_ARBEITSANWEISUNG_.
Bringen Sie alle folgenden Datensätze in die Form einer zweispaltigen CSV mit den Spalten „aufgabe“ für den Text und „wert“ für die Antwort, eine Zeile je Datensatz. Setzen Sie jedes Feld in Anführungszeichen und ersetzen Sie Zeilenumbrüche durch Leerzeichen.

_BEREITGESTELLTE DATEN_.
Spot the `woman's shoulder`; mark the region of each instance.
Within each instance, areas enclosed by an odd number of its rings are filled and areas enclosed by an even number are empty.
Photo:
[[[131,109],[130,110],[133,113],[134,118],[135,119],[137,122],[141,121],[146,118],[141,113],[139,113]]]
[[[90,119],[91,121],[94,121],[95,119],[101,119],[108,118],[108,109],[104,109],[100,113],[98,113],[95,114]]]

_FERTIGE LÖSUNG_.
aufgabe,wert
"Spot the `woman's shoulder`; mark the region of each instance. Within each instance, areas enclosed by an odd number of its rings are filled and areas enclosed by an even number are empty. Photo:","[[[131,109],[130,110],[133,113],[134,118],[135,119],[137,122],[141,121],[146,118],[141,113],[139,113]]] [[[90,119],[91,121],[94,121],[95,119],[101,119],[108,118],[108,109],[104,109],[100,113],[98,113],[95,114]]]"